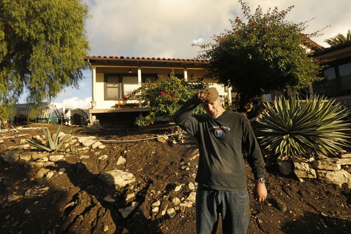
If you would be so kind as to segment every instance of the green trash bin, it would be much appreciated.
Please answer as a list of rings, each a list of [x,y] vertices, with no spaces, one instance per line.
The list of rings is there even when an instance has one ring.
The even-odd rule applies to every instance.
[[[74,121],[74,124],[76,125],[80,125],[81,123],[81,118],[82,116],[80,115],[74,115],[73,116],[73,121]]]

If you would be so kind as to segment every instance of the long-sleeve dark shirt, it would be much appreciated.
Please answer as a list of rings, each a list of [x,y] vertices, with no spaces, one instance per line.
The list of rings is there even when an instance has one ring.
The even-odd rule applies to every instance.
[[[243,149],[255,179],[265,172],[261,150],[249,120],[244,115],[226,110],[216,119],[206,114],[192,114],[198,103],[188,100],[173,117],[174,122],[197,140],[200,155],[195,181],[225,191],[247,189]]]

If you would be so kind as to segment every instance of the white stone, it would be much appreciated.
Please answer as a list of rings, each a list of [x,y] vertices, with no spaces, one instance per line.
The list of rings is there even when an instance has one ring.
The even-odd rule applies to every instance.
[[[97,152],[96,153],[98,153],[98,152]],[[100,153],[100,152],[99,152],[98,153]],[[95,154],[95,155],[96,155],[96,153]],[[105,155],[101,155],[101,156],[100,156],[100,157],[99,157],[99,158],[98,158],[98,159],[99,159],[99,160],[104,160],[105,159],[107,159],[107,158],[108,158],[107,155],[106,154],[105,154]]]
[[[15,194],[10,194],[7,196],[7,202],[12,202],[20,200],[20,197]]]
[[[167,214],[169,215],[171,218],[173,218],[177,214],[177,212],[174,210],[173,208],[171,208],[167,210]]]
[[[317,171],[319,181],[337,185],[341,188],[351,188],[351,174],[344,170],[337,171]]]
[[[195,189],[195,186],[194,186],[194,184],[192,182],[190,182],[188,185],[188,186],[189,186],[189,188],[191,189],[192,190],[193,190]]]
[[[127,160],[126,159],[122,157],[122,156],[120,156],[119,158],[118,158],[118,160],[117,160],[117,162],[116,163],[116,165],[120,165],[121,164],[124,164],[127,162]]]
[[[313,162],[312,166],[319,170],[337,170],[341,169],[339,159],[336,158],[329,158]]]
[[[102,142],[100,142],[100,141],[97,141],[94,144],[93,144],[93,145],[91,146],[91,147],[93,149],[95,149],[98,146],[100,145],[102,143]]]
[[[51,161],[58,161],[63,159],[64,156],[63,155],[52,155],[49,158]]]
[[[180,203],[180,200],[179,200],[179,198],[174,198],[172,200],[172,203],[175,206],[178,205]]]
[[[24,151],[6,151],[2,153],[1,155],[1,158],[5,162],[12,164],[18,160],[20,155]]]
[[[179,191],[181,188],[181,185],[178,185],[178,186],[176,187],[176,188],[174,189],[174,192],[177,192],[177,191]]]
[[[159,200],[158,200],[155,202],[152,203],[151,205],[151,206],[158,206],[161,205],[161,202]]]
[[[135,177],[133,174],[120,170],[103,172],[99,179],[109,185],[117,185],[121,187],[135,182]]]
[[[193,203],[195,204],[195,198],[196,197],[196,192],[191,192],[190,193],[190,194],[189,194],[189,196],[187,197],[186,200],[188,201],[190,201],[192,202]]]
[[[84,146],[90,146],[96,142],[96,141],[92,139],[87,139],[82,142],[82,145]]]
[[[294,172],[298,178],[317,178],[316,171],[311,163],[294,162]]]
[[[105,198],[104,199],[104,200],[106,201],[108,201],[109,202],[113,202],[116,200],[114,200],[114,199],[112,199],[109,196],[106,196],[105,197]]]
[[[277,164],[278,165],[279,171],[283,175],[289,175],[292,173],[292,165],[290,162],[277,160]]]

####################

• [Written task]
Count the lines in the entries above that contain the word "kind", with case counting. Reply with the number only.

• [Written response]
3